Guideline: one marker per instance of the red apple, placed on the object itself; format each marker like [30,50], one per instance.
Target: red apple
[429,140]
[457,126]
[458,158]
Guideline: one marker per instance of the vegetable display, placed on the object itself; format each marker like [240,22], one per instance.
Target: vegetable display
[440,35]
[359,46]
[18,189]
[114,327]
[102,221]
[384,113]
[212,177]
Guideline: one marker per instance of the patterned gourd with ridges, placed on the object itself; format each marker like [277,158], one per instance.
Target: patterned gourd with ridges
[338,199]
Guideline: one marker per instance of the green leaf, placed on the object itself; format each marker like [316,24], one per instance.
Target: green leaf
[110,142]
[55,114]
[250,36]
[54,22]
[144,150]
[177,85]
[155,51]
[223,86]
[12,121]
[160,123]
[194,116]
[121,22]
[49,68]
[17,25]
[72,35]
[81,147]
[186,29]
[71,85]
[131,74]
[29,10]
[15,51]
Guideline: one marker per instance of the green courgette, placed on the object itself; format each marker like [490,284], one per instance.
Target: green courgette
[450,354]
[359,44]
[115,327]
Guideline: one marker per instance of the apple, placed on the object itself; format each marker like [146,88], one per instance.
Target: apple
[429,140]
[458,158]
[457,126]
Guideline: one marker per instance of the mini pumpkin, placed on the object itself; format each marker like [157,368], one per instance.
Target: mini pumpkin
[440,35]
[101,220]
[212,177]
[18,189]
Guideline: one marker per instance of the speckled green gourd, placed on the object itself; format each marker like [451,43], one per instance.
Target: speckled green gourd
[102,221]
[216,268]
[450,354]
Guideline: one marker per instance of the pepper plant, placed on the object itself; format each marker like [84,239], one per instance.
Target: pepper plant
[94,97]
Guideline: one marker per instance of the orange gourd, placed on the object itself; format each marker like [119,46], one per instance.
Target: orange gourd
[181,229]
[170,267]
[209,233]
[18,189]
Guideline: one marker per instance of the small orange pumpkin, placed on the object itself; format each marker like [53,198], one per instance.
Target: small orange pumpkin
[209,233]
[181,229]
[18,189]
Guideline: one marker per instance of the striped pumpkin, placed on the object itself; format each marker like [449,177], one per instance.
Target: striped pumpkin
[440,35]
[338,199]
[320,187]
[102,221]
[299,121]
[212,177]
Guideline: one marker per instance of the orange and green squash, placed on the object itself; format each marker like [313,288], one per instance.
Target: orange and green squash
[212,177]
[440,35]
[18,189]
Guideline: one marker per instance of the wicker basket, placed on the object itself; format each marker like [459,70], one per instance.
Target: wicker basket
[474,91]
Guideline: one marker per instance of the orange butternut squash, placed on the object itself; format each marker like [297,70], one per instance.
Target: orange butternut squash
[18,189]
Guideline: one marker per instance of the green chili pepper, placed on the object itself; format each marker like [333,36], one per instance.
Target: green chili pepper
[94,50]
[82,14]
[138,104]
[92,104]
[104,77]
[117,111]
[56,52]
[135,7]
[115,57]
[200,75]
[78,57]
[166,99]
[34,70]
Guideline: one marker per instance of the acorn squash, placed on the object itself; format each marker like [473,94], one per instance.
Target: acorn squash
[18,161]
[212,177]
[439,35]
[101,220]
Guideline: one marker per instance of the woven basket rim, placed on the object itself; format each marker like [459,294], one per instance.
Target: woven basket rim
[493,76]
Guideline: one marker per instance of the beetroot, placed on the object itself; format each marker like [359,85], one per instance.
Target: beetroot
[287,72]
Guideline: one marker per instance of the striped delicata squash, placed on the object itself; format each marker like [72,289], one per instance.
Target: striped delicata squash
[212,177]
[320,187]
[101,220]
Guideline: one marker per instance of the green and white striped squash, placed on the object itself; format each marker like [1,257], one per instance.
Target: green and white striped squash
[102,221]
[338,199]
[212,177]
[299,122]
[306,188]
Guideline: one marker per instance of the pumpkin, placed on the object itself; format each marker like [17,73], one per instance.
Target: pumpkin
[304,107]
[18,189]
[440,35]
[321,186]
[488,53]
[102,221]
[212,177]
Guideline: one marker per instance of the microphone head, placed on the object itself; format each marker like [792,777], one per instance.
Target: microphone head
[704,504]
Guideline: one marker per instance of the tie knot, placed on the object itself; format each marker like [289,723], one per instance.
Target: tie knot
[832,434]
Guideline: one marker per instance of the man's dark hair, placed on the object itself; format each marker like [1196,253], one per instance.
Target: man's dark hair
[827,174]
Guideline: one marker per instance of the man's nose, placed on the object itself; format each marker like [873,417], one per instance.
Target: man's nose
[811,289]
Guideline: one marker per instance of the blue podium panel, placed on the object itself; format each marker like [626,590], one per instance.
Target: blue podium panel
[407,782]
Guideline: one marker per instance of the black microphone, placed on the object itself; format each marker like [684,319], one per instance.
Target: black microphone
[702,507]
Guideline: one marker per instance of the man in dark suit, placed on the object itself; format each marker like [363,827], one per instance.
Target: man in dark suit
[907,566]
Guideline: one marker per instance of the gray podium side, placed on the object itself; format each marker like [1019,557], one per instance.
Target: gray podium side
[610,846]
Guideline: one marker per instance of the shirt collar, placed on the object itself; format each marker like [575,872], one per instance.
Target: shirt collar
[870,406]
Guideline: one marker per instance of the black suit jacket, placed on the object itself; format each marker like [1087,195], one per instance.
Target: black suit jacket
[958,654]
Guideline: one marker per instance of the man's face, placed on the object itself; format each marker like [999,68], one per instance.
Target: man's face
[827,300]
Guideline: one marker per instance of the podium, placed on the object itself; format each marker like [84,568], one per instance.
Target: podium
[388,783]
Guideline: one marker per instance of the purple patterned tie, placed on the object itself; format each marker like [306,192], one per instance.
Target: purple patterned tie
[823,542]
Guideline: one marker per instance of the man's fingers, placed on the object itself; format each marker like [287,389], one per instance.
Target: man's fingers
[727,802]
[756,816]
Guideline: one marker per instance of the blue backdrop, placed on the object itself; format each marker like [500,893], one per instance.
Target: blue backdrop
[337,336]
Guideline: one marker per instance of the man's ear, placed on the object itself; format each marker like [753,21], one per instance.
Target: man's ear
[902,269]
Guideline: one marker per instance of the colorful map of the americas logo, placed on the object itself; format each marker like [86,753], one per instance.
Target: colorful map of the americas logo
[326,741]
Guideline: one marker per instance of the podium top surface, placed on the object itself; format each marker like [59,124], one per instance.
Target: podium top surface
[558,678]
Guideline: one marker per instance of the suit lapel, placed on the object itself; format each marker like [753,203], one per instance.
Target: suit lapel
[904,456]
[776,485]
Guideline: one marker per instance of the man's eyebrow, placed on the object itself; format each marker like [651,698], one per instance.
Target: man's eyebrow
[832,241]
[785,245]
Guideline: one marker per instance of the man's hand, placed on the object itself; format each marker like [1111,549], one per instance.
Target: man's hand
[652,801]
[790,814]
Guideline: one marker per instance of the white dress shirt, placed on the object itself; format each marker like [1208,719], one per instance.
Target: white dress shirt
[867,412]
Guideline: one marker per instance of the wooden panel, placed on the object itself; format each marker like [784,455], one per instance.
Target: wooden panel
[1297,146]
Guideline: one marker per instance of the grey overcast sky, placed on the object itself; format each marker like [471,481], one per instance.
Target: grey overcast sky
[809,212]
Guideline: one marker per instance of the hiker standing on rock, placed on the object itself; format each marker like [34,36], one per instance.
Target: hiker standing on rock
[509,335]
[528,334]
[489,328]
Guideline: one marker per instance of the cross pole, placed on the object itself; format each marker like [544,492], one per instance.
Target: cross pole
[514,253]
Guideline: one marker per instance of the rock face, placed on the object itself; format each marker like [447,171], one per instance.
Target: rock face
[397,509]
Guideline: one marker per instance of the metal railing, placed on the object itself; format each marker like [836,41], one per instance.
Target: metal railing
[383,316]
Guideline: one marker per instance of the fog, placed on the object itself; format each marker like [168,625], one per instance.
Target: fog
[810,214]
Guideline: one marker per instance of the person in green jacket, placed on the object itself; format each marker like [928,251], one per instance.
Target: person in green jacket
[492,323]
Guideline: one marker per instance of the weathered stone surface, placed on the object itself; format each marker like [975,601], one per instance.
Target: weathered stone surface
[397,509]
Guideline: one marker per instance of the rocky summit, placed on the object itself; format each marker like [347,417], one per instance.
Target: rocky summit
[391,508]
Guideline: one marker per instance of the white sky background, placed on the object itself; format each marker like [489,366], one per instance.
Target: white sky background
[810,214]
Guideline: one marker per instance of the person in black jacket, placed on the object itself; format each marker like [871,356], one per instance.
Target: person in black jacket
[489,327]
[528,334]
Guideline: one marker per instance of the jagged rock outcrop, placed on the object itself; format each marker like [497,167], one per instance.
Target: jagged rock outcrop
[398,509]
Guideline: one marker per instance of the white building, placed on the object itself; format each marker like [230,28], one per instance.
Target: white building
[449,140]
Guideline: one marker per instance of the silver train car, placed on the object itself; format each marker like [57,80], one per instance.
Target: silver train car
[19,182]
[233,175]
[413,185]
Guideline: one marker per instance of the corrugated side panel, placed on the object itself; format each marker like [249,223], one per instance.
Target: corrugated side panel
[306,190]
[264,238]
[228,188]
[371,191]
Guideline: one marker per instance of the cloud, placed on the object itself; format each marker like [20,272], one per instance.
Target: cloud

§

Everything from the line containing "Guideline: one marker per instance of the rocky" to the end of the records must be written out exactly; include both of those lines and no others.

Guideline: one marker per instance of the rocky summit, placed on the object itself; format each marker like [347,417], one per instance.
Target: rocky summit
[391,508]
Guideline: one marker per instance of the white sky background, placed on the object itself; format each marker like [489,366], one per instance.
Target: white sky background
[810,214]
Guideline: one marker per instance of the person in black jacket, placed on the object itself; format each marker like [871,356], one per instance.
Target: person in black jacket
[489,327]
[528,334]
Guideline: one marker per instance of the jagged rock outcrop, placed on the object itself; format each marker like [497,167], one per instance.
Target: jagged rock outcrop
[398,509]
Guideline: one marker per instance of the white building, placed on the object itself; format each marker like [230,28], one per instance.
Target: white building
[449,140]
Guideline: one marker per instance of the silver train car, placed on the object itself; format each marker like [57,80], one per instance.
Target: silver train car
[19,182]
[233,175]
[413,185]
Guideline: one marker per instance of the corrugated side panel, placed on the object itself; format each marker like [249,223], one per instance.
Target: corrugated side panel
[306,190]
[264,238]
[228,188]
[371,191]
Guideline: one marker per instance of the cloud, placed on the object itself; format each marker like [20,272], one per instance.
Target: cloud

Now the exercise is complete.